**What you have to do:** Rewrite the stretch of data from the line containing "of the bush." through the end of the data, putting "stationary car" in place of "parked car" and changing nothing else.

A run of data
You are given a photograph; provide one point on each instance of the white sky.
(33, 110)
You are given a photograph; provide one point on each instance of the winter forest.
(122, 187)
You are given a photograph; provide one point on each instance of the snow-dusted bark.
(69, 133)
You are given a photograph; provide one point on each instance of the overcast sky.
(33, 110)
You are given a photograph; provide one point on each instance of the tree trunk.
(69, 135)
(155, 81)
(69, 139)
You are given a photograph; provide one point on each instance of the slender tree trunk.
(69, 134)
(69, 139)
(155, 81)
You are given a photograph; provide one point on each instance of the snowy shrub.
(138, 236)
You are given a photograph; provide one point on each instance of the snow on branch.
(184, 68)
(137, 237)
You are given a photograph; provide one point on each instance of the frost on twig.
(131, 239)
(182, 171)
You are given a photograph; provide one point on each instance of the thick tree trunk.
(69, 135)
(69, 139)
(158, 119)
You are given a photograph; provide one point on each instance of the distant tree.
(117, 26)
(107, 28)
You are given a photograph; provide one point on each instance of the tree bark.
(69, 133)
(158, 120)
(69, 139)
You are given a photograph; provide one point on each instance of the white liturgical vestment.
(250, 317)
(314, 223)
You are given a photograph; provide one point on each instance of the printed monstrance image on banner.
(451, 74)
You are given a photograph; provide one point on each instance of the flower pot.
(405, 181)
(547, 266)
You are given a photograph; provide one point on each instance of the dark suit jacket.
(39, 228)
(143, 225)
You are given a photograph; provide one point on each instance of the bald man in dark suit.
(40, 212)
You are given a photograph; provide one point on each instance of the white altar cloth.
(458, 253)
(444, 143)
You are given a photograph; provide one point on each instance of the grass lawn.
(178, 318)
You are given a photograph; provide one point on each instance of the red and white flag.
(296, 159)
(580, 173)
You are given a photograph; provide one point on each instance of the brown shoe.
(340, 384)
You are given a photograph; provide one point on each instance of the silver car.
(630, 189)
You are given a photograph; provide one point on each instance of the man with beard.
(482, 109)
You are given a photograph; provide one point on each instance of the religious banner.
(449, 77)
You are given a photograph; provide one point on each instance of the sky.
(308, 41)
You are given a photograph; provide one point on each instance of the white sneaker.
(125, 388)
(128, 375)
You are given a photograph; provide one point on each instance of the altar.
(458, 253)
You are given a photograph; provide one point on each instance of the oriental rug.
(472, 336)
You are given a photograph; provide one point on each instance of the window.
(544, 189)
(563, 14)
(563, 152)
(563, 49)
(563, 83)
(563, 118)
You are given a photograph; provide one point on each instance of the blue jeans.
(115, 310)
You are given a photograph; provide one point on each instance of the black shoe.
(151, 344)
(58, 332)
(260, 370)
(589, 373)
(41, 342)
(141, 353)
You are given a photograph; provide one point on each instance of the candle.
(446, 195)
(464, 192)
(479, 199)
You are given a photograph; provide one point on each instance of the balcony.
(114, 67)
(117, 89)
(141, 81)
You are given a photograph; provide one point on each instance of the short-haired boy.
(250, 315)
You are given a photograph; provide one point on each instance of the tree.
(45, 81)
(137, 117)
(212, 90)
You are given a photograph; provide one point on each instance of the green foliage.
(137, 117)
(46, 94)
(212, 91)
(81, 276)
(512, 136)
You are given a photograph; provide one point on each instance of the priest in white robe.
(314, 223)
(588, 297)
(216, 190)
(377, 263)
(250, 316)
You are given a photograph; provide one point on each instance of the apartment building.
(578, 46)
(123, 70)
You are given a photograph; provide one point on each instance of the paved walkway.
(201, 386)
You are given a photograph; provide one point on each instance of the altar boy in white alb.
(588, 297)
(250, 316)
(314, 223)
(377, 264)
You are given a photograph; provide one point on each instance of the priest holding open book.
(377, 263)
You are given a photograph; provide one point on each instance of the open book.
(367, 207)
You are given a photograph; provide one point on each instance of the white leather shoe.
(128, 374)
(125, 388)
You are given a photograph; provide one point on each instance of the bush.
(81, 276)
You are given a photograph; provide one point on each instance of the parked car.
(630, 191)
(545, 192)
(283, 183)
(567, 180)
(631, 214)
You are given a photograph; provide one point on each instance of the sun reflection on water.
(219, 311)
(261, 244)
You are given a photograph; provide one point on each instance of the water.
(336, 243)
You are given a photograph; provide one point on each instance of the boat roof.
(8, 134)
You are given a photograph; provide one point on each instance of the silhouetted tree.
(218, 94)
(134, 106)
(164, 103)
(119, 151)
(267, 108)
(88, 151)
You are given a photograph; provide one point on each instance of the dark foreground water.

**Task solution:**
You are given a photograph; provide one point on each instance of the bush.
(81, 276)
You are given a photograph; provide one point on each instance of the stationary car.
(630, 191)
(545, 192)
(283, 183)
(567, 180)
(631, 214)
You are given a photograph; provide one point on each instance of the sun reflection on water.
(219, 311)
(261, 244)
You are given a photograph; provide one point on each instance of the water.
(336, 243)
You are given a photograph; provide one point on each instance of the boat roof.
(8, 134)
You are given a photograph; provide one point on each instance of the silhouetted tree.
(218, 94)
(134, 106)
(164, 103)
(119, 151)
(267, 108)
(88, 151)
You are given a photograph; provide one point on each instance of the dark foreground water.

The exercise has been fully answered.